▶ PAGE
########
Ignite 2015 – Harden the Fabric: Protecting Tenant Secrets in Hyper-V

This post is HEAVY reading. It might take a few reads/watches.

This post is my set of notes from the session presented by Allen Marshall, Dean Wells, and Amitabh Tamhane at Microsoft Ignite 2015. Unfortunately it was on at the same time as the “What’s New” session by Ben Armstrong and Sarah Cooley. The focus is on protecting VMs so that fabric administrators:

Can power on or off VMs
Cannot inspect the disks
Cannot inspect the processes
Cannot attach debuggers to the system
Can’t change the configuration

This is to build a strong barrier between the tenant/customer and the administrator … and in turn, the three-letter agencies that are overstepping their bounds.

The Concern

Security concerns are the primary blocker in public cloud adoption. It’s not just the national agencies; people feature the operators and breached admin accounts of the fabric too. Virtual machines make VMs easier to move … and their disks to steal.

The obvious scenario is hosted. The less obvious scenario is a private cloud. A fabric admin is usually the admin of everything, and therefore and see into everything; is this desirable?

Now Hyper-V is defending the VM from the fabric.

What is a Shielded VM?

The data and state of a shielded VM are protected against inspection, theft, and tampering from both malware and data centre administrators)

Who is this for?

The result of shielding is:

Note: BitLocker is used to encrypt the disks of the VM from within the guest OS using a virtual TPM chip.

A service that runs outside of Hyper-V, the Host Guardian Service, is responsible for allowing VMs to boot up. Keys to boot the VM are only granted to the host when it is known and healthy – something that the host must prove.

FAQ

Can Azure do this? It doesn’t have shielding but it encrypts data at rest.
Can it work with Linux? Not yet, but they’re working on it.
What versions of guest OS? WS2012 and later are supported now, and they’re working on W2008 and W2008 R2. There are issues because they only work in Generation 1 VMs and shielding is a Generation 2 feature.

Demo

Scenario is that he has copied the data VHD of an un-shielded vDC and mounted it on his laptop where he has local admin rights. He browses the disk, alters ACLs on the folders and runs a scavenge & brute force attack (to match hashes) to retrieve usernames and passwords from the AD database. This sort of attack could also be done on vSphere or XenServer.

He now deploys a shielded VM from a shielded template using Windows Azure Pack – I guess this will be Azure Stack by RTM. Shielding data is the way that administrator passwords and RDP secrets are passed via a special secure/encyrpted package that the “hoster” cannot access. The template disk is also secured by a signature/hash that is contained in the package to ensure that the “hoster” has not altered the disk.

Another example: a pre-existing -non-shielded VM. He clicks Configure > Shielding and selects a shielding package to be used to protect the VM.

A console connection is not possible to a shielded VM by default.

He now tries to attach a shielded VHD using Disk Manager. The BitLocker protected disk is mounted but is not accessible. There are “no supported protectors”. This is real encryption and the disk is random 1s and 0s for everything but the owner VM.

Now even the most secure of organizations can deploy virtual DCs and sensitive data in virtual machines.
########
▶ INFORMATION SUPPLIED
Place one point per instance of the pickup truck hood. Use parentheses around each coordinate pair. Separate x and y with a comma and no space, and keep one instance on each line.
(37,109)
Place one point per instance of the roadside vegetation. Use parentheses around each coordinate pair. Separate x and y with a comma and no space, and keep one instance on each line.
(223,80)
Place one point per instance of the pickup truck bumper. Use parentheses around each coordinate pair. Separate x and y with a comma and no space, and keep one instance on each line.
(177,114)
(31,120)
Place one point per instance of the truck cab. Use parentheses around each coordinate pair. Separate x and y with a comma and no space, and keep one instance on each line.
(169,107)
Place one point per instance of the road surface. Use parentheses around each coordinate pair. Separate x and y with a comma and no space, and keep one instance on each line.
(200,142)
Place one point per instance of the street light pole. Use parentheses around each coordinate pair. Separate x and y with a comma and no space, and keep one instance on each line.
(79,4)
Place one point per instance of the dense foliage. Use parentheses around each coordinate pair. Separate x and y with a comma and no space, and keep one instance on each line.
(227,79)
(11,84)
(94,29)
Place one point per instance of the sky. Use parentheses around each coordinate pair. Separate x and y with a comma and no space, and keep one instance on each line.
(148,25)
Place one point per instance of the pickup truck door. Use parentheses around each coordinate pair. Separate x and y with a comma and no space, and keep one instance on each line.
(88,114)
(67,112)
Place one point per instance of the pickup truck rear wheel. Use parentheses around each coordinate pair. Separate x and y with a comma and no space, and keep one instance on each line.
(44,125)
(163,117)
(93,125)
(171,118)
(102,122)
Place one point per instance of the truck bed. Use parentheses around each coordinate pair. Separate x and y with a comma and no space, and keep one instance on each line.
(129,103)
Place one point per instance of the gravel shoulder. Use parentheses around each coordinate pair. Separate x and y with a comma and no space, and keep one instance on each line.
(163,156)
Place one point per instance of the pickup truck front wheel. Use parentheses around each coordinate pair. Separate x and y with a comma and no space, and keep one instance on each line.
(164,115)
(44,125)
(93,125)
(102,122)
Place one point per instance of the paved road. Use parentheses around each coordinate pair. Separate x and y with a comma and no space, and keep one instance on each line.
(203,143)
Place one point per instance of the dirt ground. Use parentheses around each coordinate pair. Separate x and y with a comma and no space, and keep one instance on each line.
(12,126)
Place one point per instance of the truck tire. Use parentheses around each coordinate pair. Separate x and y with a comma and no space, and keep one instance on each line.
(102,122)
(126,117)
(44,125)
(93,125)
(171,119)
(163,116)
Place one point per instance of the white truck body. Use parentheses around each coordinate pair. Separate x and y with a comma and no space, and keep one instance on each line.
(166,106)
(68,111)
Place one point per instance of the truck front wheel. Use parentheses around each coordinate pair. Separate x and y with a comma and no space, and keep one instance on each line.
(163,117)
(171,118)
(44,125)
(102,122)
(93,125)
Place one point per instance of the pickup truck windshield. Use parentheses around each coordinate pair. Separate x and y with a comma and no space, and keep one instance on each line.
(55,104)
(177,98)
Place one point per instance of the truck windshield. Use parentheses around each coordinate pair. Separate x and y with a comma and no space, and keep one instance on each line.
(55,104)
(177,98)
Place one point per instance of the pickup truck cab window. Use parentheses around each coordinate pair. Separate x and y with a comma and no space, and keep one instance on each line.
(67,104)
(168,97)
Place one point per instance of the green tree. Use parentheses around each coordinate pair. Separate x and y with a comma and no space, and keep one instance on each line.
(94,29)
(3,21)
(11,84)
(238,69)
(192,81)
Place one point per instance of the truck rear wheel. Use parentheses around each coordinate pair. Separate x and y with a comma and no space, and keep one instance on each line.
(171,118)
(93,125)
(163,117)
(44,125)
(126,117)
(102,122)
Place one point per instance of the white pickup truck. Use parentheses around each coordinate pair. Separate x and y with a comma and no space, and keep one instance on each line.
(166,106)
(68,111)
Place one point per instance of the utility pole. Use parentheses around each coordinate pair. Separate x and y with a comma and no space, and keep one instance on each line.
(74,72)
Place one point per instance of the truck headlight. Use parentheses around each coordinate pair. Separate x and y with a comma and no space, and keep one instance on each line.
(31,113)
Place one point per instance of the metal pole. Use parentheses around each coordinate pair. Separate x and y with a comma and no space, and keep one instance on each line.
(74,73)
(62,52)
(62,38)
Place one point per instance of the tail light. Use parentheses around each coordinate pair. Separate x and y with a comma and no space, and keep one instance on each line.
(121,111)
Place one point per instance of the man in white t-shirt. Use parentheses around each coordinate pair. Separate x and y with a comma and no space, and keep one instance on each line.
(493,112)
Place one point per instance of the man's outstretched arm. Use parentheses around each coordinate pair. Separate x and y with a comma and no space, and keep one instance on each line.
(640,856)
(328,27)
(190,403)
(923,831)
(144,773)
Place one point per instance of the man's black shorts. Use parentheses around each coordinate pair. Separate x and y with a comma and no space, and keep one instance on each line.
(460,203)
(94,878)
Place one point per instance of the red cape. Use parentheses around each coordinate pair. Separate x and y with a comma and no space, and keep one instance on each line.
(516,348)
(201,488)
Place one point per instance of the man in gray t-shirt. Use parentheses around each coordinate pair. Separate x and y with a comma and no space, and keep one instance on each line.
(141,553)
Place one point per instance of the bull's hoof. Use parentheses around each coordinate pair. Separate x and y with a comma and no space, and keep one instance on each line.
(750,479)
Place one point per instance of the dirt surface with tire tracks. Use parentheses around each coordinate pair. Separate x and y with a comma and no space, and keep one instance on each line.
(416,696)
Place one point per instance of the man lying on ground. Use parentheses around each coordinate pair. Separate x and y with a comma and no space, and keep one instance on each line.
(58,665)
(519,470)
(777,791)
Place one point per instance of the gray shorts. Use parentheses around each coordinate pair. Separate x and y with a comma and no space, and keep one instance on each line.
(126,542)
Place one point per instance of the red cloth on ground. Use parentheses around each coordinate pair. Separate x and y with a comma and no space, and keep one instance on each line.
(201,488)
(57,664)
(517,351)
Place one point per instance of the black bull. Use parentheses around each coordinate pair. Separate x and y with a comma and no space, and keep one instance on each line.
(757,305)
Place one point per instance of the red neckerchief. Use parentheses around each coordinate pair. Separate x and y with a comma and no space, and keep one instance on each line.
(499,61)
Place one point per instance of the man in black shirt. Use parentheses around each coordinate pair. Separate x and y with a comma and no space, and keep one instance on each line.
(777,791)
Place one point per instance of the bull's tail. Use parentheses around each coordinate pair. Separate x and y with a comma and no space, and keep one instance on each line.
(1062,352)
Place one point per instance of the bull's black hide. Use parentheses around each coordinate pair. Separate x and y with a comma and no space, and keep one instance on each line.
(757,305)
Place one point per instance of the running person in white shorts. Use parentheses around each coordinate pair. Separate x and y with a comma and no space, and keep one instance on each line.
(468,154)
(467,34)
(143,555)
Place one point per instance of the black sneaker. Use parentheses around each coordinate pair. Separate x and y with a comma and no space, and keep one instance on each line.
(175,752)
########
▶ PROBLEMS TO SOLVE
1: According to the Ignite 2015 notes, which service outside Hyper-V is responsible for allowing shielded VMs to boot?
2: Reproduce the passage of the Ignite 2015 notes starting with "Another example: a" and going on through "VM by default.".
The rows have no connection to the Ignite 2015 notes.

▶ REPLIES
1: The Host Guardian Service.

2:
Another example: a pre-existing -non-shielded VM. He clicks Configure > Shielding and selects a shielding package to be used to protect the VM.

A console connection is not possible to a shielded VM by default.